Arbeitsanweisungen:
Wähle jede Zeile der folgenden Daten aus, in der die Zeichenfolge „black“ vorkommt, und gib diese Zeilen unverändert wieder. Groß- und Kleinschreibung ist dabei zu beachten.

══ Datensätze ══

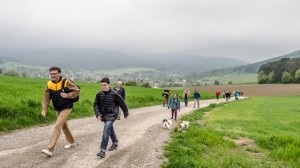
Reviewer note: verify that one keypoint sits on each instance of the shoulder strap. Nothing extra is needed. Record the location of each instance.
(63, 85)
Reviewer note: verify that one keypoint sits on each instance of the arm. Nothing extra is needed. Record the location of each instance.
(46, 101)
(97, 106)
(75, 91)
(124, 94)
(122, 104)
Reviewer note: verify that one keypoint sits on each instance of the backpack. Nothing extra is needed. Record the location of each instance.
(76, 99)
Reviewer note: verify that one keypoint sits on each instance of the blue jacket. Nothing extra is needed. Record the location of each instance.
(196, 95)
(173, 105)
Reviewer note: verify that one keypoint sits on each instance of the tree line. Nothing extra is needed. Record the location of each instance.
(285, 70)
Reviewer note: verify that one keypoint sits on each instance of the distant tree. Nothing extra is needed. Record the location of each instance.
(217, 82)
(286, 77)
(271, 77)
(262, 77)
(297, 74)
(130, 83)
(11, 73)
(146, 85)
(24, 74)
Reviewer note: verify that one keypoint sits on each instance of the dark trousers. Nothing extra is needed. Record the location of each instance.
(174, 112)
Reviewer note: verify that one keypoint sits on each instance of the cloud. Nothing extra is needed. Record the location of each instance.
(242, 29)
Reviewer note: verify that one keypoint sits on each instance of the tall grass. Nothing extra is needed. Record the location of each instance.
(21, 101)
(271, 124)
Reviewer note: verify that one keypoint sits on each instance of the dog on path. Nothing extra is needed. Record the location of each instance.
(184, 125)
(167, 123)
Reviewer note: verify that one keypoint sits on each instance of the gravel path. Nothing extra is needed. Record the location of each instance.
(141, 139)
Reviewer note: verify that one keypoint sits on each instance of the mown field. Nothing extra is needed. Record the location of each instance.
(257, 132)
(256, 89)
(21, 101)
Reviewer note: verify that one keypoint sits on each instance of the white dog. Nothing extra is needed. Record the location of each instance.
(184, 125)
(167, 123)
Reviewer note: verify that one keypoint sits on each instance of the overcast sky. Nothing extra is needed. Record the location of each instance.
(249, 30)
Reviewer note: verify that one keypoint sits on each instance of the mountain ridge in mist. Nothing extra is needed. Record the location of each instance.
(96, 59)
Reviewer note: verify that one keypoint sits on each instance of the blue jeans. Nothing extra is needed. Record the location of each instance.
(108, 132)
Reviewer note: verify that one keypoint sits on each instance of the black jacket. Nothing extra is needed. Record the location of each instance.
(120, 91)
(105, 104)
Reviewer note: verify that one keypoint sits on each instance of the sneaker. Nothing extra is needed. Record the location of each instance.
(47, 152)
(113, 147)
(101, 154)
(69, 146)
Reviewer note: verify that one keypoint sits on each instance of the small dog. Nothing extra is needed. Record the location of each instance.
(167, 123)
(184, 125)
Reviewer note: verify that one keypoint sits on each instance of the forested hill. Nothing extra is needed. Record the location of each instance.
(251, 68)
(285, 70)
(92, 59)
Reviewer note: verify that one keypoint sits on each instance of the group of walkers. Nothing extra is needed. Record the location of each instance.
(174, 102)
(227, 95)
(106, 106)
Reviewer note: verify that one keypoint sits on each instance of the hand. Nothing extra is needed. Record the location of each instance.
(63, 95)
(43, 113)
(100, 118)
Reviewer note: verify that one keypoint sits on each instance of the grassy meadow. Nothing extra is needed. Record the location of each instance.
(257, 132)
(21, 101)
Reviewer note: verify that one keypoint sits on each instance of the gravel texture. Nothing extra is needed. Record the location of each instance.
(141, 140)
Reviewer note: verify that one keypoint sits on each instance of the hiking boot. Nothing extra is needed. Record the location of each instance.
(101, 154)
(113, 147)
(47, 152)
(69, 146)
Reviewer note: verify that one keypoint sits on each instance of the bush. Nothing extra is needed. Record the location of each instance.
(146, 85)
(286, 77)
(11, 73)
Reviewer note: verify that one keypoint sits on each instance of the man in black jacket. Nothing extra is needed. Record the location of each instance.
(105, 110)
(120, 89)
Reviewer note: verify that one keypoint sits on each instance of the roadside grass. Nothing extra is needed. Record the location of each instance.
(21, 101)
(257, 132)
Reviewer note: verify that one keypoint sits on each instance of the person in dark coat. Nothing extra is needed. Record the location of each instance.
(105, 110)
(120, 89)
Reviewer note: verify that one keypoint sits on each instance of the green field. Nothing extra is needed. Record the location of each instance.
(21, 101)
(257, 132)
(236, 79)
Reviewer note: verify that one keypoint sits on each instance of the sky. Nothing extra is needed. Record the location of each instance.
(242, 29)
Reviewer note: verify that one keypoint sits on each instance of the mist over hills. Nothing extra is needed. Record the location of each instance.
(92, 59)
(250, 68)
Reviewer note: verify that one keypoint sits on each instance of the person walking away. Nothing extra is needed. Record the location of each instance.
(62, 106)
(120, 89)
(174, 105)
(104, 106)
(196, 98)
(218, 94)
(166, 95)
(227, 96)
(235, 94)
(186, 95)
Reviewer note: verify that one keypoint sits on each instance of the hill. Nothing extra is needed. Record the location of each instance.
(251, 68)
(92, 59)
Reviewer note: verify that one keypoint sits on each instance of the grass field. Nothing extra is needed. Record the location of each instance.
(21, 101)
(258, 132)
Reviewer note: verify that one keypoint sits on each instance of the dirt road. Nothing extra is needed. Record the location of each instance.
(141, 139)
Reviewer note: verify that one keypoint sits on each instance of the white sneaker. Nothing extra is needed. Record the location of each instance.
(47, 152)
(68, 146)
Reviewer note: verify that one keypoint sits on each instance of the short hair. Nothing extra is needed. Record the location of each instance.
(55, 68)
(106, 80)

═══
══ Datensätze ══

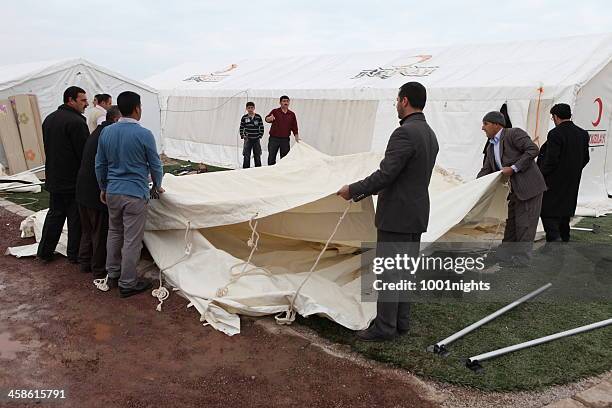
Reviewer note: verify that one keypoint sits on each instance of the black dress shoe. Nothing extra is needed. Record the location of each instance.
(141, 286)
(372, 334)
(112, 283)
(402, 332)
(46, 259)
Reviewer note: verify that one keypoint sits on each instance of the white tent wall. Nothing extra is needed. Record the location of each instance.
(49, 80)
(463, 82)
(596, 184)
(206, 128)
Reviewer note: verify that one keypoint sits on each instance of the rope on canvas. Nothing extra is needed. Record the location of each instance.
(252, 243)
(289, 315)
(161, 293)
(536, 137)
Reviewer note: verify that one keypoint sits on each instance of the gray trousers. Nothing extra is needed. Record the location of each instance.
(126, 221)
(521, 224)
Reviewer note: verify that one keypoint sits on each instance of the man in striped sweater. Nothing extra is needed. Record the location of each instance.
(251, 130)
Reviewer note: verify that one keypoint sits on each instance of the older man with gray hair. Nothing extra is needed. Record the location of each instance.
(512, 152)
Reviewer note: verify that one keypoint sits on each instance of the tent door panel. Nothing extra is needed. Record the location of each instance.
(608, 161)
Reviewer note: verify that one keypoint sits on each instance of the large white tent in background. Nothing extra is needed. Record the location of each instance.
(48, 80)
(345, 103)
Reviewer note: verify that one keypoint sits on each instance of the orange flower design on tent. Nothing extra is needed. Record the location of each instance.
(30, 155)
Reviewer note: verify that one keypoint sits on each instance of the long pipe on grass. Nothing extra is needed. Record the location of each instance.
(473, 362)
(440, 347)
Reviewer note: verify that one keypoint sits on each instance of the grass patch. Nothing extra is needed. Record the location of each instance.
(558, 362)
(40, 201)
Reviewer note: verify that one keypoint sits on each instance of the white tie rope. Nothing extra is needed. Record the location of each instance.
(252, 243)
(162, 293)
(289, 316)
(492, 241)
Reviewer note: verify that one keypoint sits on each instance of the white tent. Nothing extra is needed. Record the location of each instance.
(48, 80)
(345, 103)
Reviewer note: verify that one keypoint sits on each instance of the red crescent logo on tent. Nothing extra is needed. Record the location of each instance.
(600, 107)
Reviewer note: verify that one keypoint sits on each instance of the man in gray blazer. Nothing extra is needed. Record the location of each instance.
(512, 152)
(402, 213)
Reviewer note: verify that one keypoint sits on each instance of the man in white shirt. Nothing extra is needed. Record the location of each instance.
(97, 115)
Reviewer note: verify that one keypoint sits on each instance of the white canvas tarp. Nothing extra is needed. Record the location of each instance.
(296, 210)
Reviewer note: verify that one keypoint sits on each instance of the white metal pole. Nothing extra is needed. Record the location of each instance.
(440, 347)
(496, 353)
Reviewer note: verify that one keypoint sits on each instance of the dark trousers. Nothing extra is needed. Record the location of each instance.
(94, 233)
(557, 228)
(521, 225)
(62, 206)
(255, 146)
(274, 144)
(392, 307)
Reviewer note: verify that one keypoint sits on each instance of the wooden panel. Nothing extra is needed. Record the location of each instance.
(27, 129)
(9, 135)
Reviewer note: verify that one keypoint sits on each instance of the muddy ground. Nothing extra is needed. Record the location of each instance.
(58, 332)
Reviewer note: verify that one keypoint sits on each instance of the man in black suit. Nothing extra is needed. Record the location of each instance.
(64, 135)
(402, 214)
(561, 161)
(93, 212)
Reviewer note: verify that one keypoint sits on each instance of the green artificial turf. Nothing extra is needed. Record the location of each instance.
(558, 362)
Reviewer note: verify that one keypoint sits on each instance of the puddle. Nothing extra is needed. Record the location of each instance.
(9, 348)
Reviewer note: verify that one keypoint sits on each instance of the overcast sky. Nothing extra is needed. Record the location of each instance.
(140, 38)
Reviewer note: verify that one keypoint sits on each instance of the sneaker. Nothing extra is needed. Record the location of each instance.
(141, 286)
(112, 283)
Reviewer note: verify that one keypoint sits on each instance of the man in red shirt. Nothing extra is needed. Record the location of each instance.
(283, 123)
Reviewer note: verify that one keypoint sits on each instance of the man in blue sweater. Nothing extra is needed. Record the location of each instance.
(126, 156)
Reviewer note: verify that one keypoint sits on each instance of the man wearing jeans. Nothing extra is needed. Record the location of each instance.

═══

Lösung zur Aufgabe:
Reviewer note: verify that one keypoint sits on each instance of the black jacket. Nothing extra is needed. Record the location of each instance.
Reviewer note: verify that one keypoint sits on each instance of the man in black jacket. Nothing extra is needed. Record the location of each instance.
Reviewer note: verify that one keypoint sits on each instance of the black dress shoe. Nothing extra is needed. Record the location of each instance.
Reviewer note: verify that one keypoint sits on each instance of the man in black suit. Nothing extra is needed. Record the location of each instance.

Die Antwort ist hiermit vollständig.